(Point labeling dataset excerpts)
━━━━━━━━━━

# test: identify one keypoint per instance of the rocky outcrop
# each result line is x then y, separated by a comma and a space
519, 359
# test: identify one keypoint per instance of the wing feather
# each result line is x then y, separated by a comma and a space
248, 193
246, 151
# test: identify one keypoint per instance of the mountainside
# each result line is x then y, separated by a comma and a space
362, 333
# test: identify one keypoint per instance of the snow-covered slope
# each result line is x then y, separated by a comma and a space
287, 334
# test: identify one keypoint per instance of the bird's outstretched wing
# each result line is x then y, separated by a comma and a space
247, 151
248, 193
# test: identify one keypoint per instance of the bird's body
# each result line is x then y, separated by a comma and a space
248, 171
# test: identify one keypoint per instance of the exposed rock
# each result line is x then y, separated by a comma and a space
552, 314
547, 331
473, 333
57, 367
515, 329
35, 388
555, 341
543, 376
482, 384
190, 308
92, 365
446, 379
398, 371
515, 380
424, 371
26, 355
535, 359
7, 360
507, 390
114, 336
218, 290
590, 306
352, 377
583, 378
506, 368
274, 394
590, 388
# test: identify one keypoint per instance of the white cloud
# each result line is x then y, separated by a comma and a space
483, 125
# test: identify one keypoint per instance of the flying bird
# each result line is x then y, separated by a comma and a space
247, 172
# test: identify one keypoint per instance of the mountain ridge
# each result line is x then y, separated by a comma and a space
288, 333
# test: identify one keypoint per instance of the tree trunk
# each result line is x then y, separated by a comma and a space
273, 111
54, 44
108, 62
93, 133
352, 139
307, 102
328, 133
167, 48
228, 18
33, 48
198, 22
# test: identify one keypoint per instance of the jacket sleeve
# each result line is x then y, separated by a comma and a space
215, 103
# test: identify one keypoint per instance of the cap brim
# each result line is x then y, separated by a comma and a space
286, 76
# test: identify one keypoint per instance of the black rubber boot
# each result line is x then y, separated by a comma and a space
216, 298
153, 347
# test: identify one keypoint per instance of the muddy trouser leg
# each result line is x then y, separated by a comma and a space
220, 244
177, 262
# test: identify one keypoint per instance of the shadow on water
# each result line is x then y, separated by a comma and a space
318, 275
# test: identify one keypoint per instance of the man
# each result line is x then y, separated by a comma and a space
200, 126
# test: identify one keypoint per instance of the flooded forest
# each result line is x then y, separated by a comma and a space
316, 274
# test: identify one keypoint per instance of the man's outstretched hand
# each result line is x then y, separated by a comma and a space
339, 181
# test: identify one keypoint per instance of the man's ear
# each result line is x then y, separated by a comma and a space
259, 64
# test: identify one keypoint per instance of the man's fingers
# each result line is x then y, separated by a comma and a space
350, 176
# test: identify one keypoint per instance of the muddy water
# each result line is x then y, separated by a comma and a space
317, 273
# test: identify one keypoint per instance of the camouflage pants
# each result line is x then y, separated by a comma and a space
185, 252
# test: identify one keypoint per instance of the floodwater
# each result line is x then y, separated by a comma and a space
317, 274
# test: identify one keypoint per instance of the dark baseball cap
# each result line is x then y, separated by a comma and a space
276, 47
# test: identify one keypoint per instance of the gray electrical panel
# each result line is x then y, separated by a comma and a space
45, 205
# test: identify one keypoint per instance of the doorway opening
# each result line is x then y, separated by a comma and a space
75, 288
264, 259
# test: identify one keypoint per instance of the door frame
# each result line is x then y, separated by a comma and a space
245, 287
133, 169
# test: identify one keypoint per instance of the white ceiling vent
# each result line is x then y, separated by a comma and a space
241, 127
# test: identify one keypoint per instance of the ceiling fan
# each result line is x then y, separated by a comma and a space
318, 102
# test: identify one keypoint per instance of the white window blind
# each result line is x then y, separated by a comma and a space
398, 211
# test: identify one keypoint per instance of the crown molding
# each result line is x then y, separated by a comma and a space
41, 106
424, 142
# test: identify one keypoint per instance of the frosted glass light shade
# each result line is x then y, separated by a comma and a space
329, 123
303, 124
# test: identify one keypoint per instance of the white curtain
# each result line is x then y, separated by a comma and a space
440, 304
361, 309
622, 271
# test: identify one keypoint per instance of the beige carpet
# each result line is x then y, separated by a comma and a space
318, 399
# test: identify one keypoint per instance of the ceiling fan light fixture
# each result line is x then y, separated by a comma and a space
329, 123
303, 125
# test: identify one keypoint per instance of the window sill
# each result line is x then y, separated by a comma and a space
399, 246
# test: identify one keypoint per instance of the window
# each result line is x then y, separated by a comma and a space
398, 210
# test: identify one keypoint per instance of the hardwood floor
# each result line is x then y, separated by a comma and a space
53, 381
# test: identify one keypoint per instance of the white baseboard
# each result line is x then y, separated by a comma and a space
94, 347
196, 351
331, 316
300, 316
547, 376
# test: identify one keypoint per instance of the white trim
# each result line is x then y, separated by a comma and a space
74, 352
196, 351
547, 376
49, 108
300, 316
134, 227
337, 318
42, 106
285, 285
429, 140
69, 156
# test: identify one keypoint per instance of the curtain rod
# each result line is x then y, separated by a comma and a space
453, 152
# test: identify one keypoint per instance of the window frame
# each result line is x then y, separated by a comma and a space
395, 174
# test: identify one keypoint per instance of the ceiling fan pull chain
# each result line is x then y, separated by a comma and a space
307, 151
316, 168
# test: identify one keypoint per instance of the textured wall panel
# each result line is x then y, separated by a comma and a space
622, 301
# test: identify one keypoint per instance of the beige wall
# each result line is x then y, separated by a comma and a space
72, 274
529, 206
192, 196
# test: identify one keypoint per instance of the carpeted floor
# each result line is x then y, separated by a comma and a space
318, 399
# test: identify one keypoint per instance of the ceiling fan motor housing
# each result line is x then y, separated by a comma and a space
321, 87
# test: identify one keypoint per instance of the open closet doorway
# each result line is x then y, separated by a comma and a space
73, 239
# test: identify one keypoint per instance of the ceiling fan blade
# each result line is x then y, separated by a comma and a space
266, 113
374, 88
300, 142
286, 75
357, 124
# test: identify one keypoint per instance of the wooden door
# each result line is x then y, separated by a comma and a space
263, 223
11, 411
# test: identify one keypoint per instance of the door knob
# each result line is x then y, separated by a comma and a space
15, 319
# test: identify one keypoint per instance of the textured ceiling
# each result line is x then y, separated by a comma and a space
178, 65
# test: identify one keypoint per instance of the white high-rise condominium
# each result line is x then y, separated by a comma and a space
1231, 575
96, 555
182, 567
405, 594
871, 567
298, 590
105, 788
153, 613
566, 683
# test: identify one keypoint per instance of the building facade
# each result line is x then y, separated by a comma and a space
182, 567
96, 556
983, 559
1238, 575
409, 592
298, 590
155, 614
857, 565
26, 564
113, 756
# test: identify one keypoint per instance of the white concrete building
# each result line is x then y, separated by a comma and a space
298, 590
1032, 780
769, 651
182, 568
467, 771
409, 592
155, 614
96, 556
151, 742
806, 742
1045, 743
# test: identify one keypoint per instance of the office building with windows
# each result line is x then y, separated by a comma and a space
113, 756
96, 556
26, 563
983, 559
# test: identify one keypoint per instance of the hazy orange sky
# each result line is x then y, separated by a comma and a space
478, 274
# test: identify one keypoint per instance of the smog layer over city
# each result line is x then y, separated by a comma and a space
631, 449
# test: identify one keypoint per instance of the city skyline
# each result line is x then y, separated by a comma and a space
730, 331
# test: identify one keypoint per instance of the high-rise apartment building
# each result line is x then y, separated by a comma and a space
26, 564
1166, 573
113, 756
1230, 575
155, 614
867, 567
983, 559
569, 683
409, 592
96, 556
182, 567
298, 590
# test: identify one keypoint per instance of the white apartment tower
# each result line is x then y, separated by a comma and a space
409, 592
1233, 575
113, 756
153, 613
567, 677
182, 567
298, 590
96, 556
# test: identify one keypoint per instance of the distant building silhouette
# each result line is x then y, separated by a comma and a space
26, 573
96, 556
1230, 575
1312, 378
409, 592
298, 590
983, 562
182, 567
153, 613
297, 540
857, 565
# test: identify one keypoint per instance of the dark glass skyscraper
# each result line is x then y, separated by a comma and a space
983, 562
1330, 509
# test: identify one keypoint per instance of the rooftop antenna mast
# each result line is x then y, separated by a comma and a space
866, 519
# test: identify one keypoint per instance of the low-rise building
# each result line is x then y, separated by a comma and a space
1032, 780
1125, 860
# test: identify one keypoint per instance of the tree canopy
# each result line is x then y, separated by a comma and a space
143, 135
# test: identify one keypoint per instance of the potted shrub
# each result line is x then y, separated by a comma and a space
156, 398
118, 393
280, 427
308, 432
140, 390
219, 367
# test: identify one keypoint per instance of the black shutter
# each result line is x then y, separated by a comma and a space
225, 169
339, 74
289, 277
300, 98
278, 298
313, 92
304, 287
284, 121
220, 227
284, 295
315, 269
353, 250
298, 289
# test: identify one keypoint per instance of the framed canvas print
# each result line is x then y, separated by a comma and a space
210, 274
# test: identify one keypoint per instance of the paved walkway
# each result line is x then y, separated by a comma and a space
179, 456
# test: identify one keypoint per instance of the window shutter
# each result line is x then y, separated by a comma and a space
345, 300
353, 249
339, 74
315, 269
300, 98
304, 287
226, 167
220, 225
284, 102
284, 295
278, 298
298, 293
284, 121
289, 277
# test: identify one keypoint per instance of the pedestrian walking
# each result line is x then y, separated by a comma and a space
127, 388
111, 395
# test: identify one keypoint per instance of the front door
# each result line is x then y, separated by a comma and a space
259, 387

━━━━━━━━━━

- Problem to work on:
Your task is to reproduce, exactly and exclusively, the lines from the one holding "# test: identify one keypoint per instance of the framed" through the final line of the listing.

- Task answer:
# test: identify one keypoint per instance of the framed canvas print
# each result line is x then y, separated by a comma and a space
210, 274
# test: identify one keypoint per instance of the paved walkway
# each result line is x then y, separated by a comma and a space
179, 456
# test: identify one keypoint per instance of the window shutter
# each result line is x then y, separated by a comma and a space
345, 300
353, 249
339, 74
315, 269
300, 98
304, 287
226, 167
220, 225
284, 102
284, 295
278, 298
298, 293
284, 121
289, 277
# test: identify one keypoint per instance of the pedestrian walking
# each result line is x then y, separated by a comma and a space
127, 388
111, 395
# test: identify one keypoint per instance of the front door
# each result line is x then y, separated by a comma and a space
259, 387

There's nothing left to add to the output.